***** 文書抜粋

太陽に接近するという探査機「パーカー・ソーラー・プローブ」を

日本時間の8月12日夕方に打ち上げられたとしてニュースとなりました。

 

太陽といえば内部が超高温になっていることで有名ですが、

この探査機はどうやって近づくことができるのでしょうか?

 

NASA の「パーカー・ソーラー・プローブ」探査機の任務は、

私たち地球が住んでいる太陽系の恒星である太陽に、今までのどんな人工的物体よりも近づいて、

その中へと突き進んでいくと言う使命です。素人考えでは、

今まで想像もしなかったような宇宙のミッションですよね。

 

これによってNASAは何を調べるのでしょうか。

 

現在太陽で疑問とされていることは、

太陽の大気圏がプラズマでできている表面よりも数百倍暑いということや、

太陽から吹き出ているプラズマの流れである太陽風が生成されて、

これが超音速でなぜ遠くまで届くのかということです。

**********
***** 表示された行

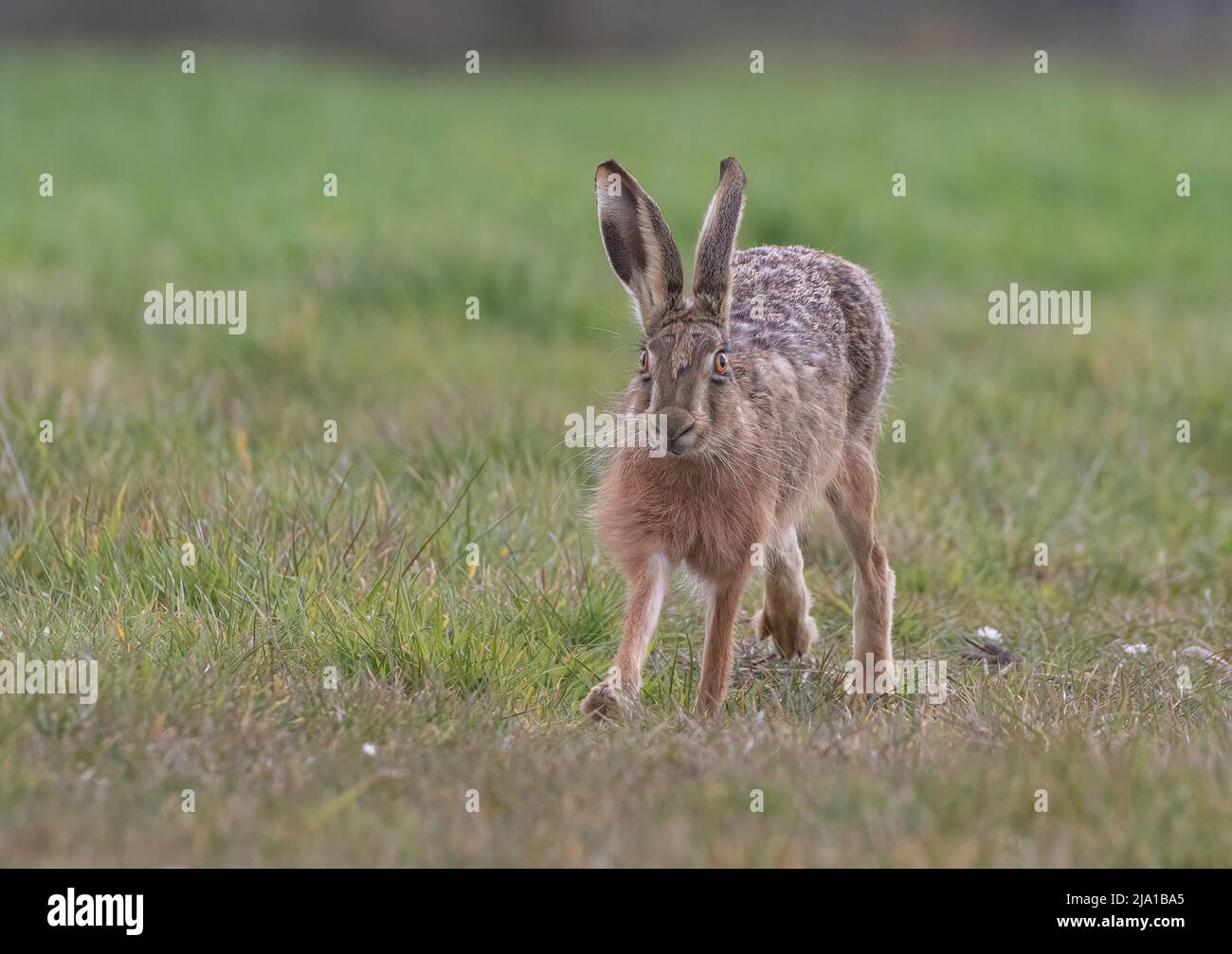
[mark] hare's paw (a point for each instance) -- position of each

**********
***** 表示された行

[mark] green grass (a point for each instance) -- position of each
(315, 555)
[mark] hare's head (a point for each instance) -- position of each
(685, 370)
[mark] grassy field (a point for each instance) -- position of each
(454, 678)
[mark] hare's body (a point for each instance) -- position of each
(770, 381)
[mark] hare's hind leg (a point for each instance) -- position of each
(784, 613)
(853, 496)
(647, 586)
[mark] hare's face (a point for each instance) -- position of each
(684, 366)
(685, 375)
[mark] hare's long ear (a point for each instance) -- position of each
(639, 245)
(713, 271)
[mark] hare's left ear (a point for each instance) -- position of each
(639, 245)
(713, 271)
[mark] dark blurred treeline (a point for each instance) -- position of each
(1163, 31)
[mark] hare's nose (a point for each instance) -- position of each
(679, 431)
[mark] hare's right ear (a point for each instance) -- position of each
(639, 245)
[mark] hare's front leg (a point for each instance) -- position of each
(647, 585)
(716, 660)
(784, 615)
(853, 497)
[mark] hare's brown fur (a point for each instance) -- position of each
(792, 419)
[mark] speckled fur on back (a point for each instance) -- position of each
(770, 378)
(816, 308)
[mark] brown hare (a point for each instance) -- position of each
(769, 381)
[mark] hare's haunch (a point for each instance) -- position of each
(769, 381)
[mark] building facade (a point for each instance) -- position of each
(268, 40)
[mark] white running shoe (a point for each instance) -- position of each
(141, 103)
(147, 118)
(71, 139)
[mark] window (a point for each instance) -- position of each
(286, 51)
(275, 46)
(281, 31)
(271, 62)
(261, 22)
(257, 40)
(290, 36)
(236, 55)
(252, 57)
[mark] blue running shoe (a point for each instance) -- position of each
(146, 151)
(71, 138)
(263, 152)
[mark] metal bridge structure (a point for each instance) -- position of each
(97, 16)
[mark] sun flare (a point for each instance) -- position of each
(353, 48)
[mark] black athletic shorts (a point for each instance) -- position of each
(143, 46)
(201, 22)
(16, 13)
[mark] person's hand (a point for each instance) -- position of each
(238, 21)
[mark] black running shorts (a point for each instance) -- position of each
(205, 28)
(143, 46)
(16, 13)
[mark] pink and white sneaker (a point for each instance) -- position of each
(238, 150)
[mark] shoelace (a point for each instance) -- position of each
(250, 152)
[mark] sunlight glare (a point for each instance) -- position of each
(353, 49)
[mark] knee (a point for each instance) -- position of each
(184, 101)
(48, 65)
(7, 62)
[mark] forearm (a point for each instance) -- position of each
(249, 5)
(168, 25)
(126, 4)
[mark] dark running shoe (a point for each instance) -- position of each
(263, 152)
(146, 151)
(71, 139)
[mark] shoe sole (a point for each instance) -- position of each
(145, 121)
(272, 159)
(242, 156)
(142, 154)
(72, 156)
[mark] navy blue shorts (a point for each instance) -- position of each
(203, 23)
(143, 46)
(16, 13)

**********
***** 表示された行

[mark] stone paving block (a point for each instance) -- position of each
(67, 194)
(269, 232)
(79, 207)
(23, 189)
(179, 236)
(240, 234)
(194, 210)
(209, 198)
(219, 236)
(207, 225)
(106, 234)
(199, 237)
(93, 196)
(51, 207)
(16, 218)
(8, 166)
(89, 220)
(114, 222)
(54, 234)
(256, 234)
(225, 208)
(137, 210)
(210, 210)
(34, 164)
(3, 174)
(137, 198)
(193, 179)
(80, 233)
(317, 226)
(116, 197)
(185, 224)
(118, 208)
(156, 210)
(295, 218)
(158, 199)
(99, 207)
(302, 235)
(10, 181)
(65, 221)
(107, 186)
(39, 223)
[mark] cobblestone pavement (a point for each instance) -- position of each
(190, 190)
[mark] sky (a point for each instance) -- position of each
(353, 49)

**********

指示:
太陽探査機に関する文書抜粋のうち、「NASA の「パーカー・ソーラー・プローブ」探査機の任務は、」を含む語句で始まり「これによってNASAは何を調べるのでしょうか。」で終わる部分を、「使命」を「役割」に置き換えて再掲せよ。

解答:
NASA の「パーカー・ソーラー・プローブ」探査機の任務は、

私たち地球が住んでいる太陽系の恒星である太陽に、今までのどんな人工的物体よりも近づいて、

その中へと突き進んでいくと言う役割です。素人考えでは、

今まで想像もしなかったような宇宙のミッションですよね。

 

これによってNASAは何を調べるのでしょうか。